* Directions *
Count the lines in the data below that include the word "chair", then state the total and nothing besides.
═══ Supplied material
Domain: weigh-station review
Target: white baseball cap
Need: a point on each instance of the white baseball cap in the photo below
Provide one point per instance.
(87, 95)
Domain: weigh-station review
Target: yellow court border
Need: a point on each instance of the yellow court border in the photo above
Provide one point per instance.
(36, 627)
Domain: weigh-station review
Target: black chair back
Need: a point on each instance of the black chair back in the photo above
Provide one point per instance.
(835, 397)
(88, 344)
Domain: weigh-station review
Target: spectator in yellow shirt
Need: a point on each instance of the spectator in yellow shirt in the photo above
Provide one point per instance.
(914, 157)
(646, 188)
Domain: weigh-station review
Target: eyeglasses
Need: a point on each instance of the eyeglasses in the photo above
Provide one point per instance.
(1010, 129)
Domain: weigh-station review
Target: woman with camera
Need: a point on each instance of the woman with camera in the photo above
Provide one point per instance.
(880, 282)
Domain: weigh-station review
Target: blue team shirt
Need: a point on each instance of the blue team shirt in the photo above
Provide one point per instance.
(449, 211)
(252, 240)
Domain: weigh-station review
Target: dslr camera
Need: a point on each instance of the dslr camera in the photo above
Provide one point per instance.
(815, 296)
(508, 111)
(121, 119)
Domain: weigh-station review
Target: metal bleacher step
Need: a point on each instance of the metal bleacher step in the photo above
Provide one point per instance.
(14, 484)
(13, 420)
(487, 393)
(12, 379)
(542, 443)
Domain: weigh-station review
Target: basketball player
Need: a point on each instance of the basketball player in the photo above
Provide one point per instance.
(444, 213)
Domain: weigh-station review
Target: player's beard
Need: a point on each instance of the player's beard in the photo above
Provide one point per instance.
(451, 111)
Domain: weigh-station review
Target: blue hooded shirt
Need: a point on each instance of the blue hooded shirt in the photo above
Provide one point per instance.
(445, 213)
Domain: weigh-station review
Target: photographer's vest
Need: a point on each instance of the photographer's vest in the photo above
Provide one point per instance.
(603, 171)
══════
* Task result *
2